The exercise:
Reproduce all of the following records in full, requests included, but scale every point coordinate in the answers by 1.95 and round to whole numbers, with halves rounded up; leave the format samples in the requests unchanged. Leave the pictures out of your answer.

Records for the task:
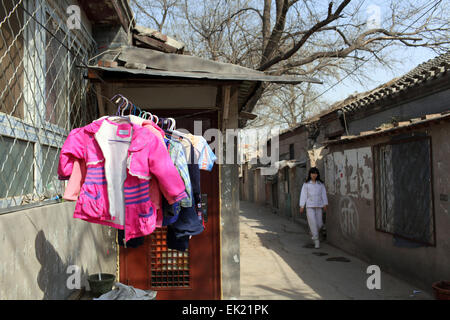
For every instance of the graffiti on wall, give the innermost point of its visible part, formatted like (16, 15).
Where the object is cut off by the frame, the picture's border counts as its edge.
(350, 173)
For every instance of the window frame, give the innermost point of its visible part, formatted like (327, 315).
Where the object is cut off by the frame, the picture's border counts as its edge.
(376, 185)
(34, 128)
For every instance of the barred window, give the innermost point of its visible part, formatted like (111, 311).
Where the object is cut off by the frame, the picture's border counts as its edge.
(403, 189)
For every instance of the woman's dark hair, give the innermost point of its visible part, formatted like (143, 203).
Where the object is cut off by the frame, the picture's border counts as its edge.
(313, 170)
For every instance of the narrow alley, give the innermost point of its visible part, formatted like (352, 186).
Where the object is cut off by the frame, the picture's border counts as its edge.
(276, 263)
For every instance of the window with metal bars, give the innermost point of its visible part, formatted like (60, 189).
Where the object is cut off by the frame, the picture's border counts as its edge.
(43, 95)
(403, 189)
(169, 268)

Exercise result:
For every instance of the graffiti on wall, give the innermost point of its visible part, formatted like (16, 15).
Where the object is cut off by the frame, the picture's border counts as its edge.
(683, 337)
For every instance of the window frame, give the innermost point of its visible part, formatted like (327, 315).
Where the object is cut off by the frame, the picture's border counts as its edge.
(733, 361)
(66, 250)
For every instance of the barred window, give the innermost point of its visible part, formatted like (111, 311).
Where the object is cut off by the frame, the picture's border counts as its edge.
(786, 369)
For every instance of the woman's dark hair, give the innermost point of its visible part, formatted like (143, 203).
Where the object is cut off by the frame, the picture's border counts as its edge.
(610, 332)
For every instance of the narrow alley, give the innermost point of its visible part, formatted like (352, 186).
Where the object is cut off by the frame, the picture's border counts as its edge.
(538, 513)
For every instance of the window with metal bars, give the innermost point of its visible part, formatted like (60, 189).
Where the object is cut off by the frame, the picture's border counts as its edge.
(84, 185)
(786, 369)
(330, 523)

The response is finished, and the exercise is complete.